— Start EXCERPT —

Neiva () is the capital of the Department of Huila.  It is located in the valley of the Magdalena River in south central Colombia with a population of about 357,392 inhabitants. It is one of the most important cities in southern Colombia, mainly because of its strategic geographical location.

History
Neiva was first founded in 1539 by Juan de Cabrera in an area now belonging to the municipality of Campoalegre. In 1550, Juan de Alonso y Arias relocated the city to the place that is now the municipality of Villavieja. At this location, the city was destroyed by indigenous tribes in 1560. The city was founded, at its current location, for the third and final time in 1612 by Diego de Ospina y Medinilla.

Neiva became important during the colonial times because of its strategic location. It was located in the trade route that communicated the Viceroyalty of Peru with Bogotá and Caracas. The city was declared as the capital of the Province of Neiva, made up of the Neiva, La Plata, Timaná, Purificación cabildos. In 1905 the city became the capital of the newly created Huila Department, which had been severed from the Tolima Department by the national government.

In 1967, the city was hit severely by an earthquake of magnitude 7.2. The earthquake destroyed several buildings including the Palacio de las 57 ventanas, the Governor's building.

In 2003 the city was the scene of a large bombing that was targeted at the Colombian President. 13 people were killed.

Geography and climate
The city has the dry-summer tropical savannah climate (Köppen climate classification: As), relatively rare and scattered across the world.

Due to its location near the equator and its low altitude, the city has a hot annual average climate with daytime temperatures ranging from 88 to 95 degrees Fahrenheit. It is about 300 kilometers / 186.4 miles (about a five-hour drive) from the Colombian capital, Bogotá.

The city of Palembang in Indonesia is the antipode of Neiva.

Ethnography
According to DANE, the ethnography composition of the city is:
 Whites or Europeans descendants and mestizos: 98.9%%
 Indigenous: 0,3%
 Black, mulatto or afro-descendant: 0,8%

Economy
Neiva is a distribution center for many consumer goods to the national economy such as rice, coffee, beef, milk, leather by-products and other agricultural products. Its annual agricultural fair held in May showcases horses, cattle and pork from local municipalities and other surrounding towns.

Tourist attractions
Throughout the city a tourist might enjoy the scattered city monuments, especially around the edges of the Magdalena River, where the local government has been maintaining the recently built sanctuary meant to safeguard the Magdalena from any pollutants and human produced contamination. Around this sanctuary there are parks and gardens usually crowded by locals and tourists who came to the growing city. The city can be reached by road travel, or by all major national airlines, coming to the Benito Salas Airport.

Education
Neiva is home to several universities which serve primarily Southern Colombia. Among the most important are the Universidad Surcolombiana, the Corporación Universitaria del Huila, and the Universidad Cooperativa de Colombia.

Transport

Air transportation
The Benito Salas Airport, named after Benito Salas Vargas, is located inside the city and serves domestic destinations.

— End EXCERPT —
— Start SOURCE MATERIAL —

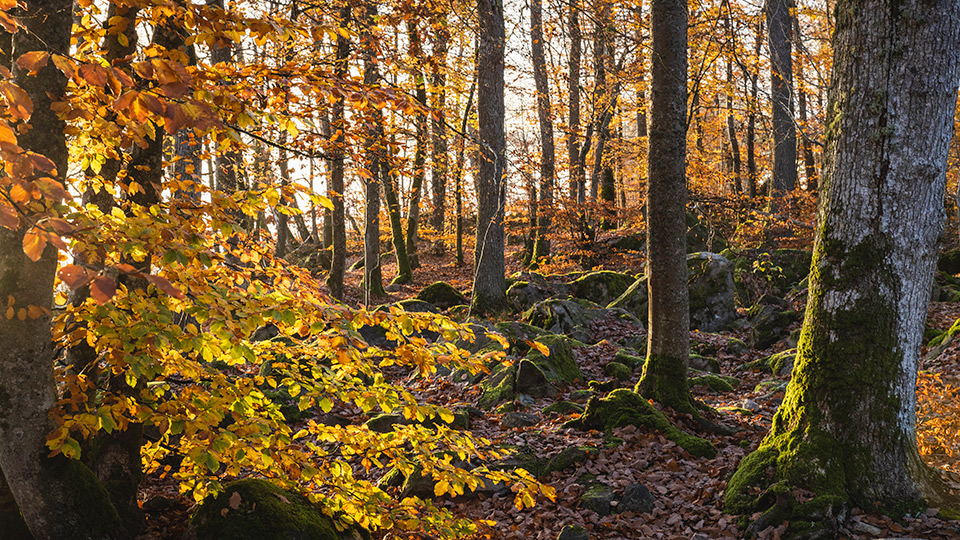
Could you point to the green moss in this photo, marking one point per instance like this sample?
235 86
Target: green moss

— End SOURCE MATERIAL —

WRITTEN REQUEST: In the article on Neiva, who founded the city at its current location, and in what year?

THE RESPONSE: Diego de Ospina y Medinilla founded it there in 1612.